(Extracted records Opens)
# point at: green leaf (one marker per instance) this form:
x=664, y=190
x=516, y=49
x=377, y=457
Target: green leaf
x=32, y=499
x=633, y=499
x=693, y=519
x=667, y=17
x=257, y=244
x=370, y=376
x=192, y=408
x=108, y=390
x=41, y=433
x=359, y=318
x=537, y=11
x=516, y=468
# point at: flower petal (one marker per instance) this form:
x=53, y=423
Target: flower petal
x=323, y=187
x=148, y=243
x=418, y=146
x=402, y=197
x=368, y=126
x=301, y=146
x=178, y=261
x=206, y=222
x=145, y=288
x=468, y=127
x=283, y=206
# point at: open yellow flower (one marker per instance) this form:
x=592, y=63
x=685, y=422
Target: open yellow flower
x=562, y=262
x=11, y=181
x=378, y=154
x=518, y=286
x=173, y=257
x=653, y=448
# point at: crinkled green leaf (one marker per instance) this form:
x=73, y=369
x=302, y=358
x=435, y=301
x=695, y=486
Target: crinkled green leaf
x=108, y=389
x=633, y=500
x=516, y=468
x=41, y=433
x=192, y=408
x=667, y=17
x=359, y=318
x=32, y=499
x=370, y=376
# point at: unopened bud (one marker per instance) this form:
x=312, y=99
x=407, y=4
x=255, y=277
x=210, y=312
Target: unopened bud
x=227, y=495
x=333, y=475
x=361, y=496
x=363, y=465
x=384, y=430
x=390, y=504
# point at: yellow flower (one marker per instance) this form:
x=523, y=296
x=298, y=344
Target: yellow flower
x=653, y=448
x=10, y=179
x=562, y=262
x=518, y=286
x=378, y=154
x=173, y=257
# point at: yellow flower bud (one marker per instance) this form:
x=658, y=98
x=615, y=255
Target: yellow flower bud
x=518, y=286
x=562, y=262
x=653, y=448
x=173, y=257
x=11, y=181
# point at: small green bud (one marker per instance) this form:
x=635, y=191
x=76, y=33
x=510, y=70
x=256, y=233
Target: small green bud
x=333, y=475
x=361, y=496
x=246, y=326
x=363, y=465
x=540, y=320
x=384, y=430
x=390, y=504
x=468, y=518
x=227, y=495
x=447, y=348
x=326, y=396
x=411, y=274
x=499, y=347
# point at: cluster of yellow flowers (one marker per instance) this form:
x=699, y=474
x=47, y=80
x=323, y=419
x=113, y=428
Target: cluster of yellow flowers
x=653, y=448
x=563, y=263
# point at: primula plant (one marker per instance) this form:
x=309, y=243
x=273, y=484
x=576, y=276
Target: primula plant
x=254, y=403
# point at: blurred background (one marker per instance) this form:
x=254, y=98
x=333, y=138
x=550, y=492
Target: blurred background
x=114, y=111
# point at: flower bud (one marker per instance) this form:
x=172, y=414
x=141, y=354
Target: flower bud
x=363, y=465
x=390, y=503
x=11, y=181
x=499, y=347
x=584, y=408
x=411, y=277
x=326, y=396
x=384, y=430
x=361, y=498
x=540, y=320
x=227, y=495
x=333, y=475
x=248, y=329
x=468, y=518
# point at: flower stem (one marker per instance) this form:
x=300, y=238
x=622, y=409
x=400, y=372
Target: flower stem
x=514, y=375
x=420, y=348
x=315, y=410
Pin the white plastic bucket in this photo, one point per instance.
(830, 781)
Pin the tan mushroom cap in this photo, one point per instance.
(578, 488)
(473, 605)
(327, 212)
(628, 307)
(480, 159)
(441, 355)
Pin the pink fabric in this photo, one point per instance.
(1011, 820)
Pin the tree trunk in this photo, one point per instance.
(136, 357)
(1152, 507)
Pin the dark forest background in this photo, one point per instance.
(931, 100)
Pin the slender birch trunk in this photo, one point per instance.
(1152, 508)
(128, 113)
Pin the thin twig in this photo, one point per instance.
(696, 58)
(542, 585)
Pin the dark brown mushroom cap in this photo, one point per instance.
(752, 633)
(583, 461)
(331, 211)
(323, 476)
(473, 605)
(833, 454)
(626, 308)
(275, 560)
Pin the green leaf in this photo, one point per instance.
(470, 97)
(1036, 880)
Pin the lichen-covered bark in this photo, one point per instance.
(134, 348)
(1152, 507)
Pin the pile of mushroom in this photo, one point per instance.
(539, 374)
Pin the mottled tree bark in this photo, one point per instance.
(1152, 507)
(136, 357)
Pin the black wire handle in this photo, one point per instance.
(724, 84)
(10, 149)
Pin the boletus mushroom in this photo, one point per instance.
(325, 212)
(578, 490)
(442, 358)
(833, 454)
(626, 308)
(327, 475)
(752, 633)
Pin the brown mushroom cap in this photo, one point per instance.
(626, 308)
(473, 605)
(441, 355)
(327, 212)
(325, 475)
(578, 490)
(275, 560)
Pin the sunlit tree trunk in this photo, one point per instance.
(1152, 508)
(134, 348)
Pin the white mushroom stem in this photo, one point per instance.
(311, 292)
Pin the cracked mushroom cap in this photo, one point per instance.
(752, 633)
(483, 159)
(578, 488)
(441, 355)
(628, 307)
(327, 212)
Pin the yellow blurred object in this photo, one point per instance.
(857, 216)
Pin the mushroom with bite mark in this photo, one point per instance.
(Extracted records Closes)
Word for word, write out all the lines shown above.

◆ Written answer:
# point at: green leaf (one marker per instance) this form:
x=664, y=190
x=516, y=49
x=377, y=457
Target: green leaf
x=32, y=499
x=633, y=499
x=693, y=519
x=667, y=17
x=257, y=244
x=370, y=376
x=192, y=408
x=108, y=390
x=41, y=433
x=359, y=318
x=537, y=11
x=516, y=468
# point at: flower petal (one marker per instance) this form:
x=53, y=423
Target: flower petal
x=323, y=187
x=148, y=243
x=418, y=146
x=402, y=197
x=368, y=126
x=301, y=146
x=178, y=261
x=206, y=222
x=145, y=288
x=468, y=127
x=283, y=206
# point at: open yellow flower (one marker per instance) this form:
x=592, y=63
x=685, y=422
Target: open yellow flower
x=562, y=262
x=11, y=181
x=378, y=154
x=518, y=286
x=173, y=257
x=653, y=448
# point at: crinkled green leaf (one marker per instance) this form:
x=73, y=369
x=302, y=358
x=435, y=301
x=695, y=486
Target: crinkled green leaf
x=108, y=389
x=633, y=500
x=516, y=468
x=41, y=433
x=192, y=408
x=667, y=17
x=359, y=318
x=32, y=499
x=370, y=376
# point at: unopened bud (one marker per instance) this form:
x=312, y=99
x=407, y=4
x=255, y=277
x=210, y=312
Target: unopened bud
x=227, y=495
x=333, y=475
x=361, y=496
x=363, y=465
x=384, y=430
x=390, y=504
# point at: yellow flower (one marker per instance) this form:
x=523, y=296
x=298, y=344
Target: yellow flower
x=653, y=448
x=10, y=179
x=562, y=262
x=518, y=286
x=378, y=154
x=173, y=257
# point at: yellow flower bud (one marker per instance) this form:
x=658, y=98
x=615, y=255
Target: yellow flower bud
x=518, y=286
x=562, y=262
x=653, y=448
x=173, y=257
x=11, y=181
# point at: small green bud (one marker per instance) this form:
x=635, y=191
x=76, y=33
x=510, y=70
x=256, y=233
Target: small green bud
x=333, y=475
x=361, y=496
x=246, y=326
x=363, y=465
x=540, y=320
x=384, y=430
x=390, y=504
x=468, y=518
x=227, y=495
x=447, y=348
x=326, y=396
x=411, y=274
x=499, y=347
# point at: cluster of yellow flowers (one marker per instance) this form:
x=699, y=474
x=47, y=80
x=323, y=419
x=113, y=428
Target: cluster of yellow flowers
x=653, y=448
x=563, y=263
# point at: primula plant (one marker per instance) this form:
x=309, y=243
x=273, y=484
x=576, y=276
Target: primula plant
x=254, y=403
# point at: blurred background (one marker per instance) this form:
x=254, y=98
x=333, y=138
x=550, y=492
Target: blurred background
x=114, y=111
# point at: flower bud (one marker per instance) this form:
x=172, y=414
x=141, y=354
Target: flower bud
x=363, y=465
x=390, y=503
x=11, y=181
x=499, y=347
x=584, y=408
x=411, y=277
x=326, y=396
x=384, y=430
x=361, y=498
x=540, y=320
x=227, y=495
x=333, y=475
x=248, y=329
x=468, y=518
# point at: flower stem (one marker per instance) this form:
x=300, y=238
x=622, y=409
x=400, y=372
Target: flower stem
x=514, y=375
x=420, y=348
x=315, y=410
Pin the white plastic bucket in this photo, one point per instance.
(830, 781)
Pin the tan mushroom cap in this photo, one point per instance.
(578, 488)
(473, 605)
(327, 212)
(628, 307)
(480, 159)
(441, 355)
Pin the pink fabric in this photo, one point per instance.
(1011, 820)
Pin the tree trunk in this photo, one point per instance.
(136, 357)
(1152, 507)
Pin the dark forest background in this photo, one point per instance.
(931, 100)
Pin the slender birch trunk in this photo, one point per instance.
(1152, 508)
(128, 113)
Pin the thin twig in this photo, one point per instance.
(696, 58)
(542, 585)
Pin the dark brown mushroom cap in this photo, one point per instance.
(752, 633)
(583, 461)
(331, 211)
(323, 476)
(473, 605)
(833, 454)
(626, 308)
(275, 560)
Pin the green leaf in this photo, one point per instance.
(470, 97)
(1036, 880)
Pin the lichen-covered bark in this photo, one point per instance.
(134, 348)
(1152, 507)
Pin the pile of mushroom in this photo, one point per instance.
(539, 374)
Pin the mottled tree bark in this photo, one point per instance.
(1152, 507)
(136, 357)
Pin the black wire handle in this photo, one point per instance.
(724, 84)
(10, 149)
Pin the boletus mushroom in this photo, one point per instance.
(325, 212)
(578, 490)
(442, 358)
(833, 454)
(626, 308)
(327, 475)
(752, 633)
Pin the brown mushroom cap in this photo, one point per instance.
(626, 308)
(473, 605)
(441, 355)
(327, 212)
(325, 475)
(578, 490)
(275, 560)
Pin the sunlit tree trunk in this photo, one point per instance.
(1152, 508)
(134, 348)
Pin the white mushroom stem in this photo, one point per instance.
(311, 292)
Pin the cracked mushroom cap in this photo, one point per instance.
(752, 633)
(483, 159)
(578, 488)
(441, 355)
(628, 307)
(327, 212)
Pin the yellow blurred object in this photo, one point per instance.
(857, 216)
Pin the mushroom with bite mark in this photo, one point per instance.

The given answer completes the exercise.